Data provided »
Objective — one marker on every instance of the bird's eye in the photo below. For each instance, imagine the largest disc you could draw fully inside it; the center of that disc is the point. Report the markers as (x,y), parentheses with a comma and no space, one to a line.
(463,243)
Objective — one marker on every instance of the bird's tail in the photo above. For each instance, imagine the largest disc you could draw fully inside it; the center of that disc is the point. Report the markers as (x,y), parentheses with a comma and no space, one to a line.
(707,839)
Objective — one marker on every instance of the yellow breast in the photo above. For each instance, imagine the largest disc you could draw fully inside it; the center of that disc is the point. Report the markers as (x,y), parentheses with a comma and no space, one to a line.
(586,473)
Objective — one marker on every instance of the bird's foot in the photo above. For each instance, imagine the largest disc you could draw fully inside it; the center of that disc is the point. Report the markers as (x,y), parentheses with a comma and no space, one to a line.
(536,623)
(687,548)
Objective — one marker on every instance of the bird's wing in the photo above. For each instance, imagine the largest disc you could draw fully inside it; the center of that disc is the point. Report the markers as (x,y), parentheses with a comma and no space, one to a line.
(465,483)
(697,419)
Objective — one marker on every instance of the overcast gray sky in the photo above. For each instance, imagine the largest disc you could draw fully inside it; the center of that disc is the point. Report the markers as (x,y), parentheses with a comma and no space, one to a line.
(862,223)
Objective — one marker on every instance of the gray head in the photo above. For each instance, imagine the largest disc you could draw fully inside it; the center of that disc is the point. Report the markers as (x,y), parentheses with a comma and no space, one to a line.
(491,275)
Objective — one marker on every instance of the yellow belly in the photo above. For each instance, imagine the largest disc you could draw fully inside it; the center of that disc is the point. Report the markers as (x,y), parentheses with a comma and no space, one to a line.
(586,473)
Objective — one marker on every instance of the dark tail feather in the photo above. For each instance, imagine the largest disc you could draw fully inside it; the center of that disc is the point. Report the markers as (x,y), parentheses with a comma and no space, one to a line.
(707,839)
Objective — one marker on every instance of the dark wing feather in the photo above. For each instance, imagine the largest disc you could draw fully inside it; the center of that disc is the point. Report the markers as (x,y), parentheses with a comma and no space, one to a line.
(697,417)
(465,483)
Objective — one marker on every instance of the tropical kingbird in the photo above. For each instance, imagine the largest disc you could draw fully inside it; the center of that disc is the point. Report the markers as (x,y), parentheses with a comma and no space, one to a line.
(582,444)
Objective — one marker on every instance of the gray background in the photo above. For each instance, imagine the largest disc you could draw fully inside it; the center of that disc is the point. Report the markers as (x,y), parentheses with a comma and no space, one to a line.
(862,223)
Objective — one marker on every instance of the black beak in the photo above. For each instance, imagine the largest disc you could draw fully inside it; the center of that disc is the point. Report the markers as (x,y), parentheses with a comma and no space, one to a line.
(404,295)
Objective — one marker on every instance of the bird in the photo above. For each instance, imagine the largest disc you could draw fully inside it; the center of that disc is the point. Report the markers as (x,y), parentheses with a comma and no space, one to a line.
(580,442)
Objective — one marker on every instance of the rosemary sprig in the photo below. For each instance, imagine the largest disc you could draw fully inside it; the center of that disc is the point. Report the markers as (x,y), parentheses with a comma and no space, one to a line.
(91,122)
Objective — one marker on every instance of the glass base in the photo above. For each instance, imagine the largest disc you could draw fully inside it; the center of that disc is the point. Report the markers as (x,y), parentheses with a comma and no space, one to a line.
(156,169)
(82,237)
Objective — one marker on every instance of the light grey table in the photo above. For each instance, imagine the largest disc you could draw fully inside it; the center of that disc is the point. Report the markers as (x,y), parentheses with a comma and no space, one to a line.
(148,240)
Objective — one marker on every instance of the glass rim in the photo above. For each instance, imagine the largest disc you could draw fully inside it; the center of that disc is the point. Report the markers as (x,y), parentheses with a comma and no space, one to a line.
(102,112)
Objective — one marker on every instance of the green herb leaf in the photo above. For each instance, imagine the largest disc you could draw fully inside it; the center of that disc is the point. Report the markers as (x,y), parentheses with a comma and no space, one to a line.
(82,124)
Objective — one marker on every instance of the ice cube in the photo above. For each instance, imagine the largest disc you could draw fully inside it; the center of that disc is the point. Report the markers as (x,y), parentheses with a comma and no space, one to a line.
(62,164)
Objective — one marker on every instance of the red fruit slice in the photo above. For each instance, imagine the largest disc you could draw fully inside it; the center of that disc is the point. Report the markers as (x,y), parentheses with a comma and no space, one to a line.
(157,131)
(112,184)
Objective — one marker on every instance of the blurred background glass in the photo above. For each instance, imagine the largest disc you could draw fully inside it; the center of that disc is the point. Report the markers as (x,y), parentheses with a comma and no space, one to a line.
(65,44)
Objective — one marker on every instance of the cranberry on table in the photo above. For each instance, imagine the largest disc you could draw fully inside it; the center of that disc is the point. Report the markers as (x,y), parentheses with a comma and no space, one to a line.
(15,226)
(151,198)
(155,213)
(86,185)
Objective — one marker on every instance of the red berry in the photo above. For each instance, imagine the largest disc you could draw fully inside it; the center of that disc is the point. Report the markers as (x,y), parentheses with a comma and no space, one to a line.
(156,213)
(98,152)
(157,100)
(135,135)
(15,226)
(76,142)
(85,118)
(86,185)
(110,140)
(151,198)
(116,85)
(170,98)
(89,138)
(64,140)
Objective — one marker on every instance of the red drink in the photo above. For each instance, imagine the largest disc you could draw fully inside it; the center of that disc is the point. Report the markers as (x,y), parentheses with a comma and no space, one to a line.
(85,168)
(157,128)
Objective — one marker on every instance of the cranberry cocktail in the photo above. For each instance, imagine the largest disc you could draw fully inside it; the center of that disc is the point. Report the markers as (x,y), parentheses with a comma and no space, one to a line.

The request » Repeat word for word the part of the data above that opens with the line containing "Objective — one marker on every instance of the cranberry on" and runs through the end of the data.

The response »
Objective — one marker on every instance of the cranberry on table in the photo above. For each instance, imagine the largest disc you could draw fully inside it; the center of that disc is the point. Report the markers as (x,y), parentheses with a comma and no space, one to a line.
(15,226)
(151,198)
(155,213)
(86,185)
Objective — one marker on every instance of the red berry in the photo above. For each instance, imagine the largest disc you could draw fully inside it; the center of that disc is the point. Report the markers as (x,y), parentheses with a comma and no space, one to a line.
(156,213)
(98,152)
(157,100)
(135,135)
(15,226)
(76,142)
(85,118)
(86,185)
(110,140)
(151,198)
(116,85)
(170,98)
(89,138)
(64,140)
Objective — one marker on every instance of the red drink in the photo above. For each instance, imagine the largest disc you could draw fully inside it; the center of that disc is the point. Report the markers as (x,y), parentheses with a comma and no space, one to a line.
(85,168)
(157,128)
Objective — one marker on every instance of the cranberry cocktail in the photo above. For each instance, imagine the largest disc you could draw fully inside it; the center of that disc is the point. Report the markers as (x,y), parentheses with a comma and no space, one to a line.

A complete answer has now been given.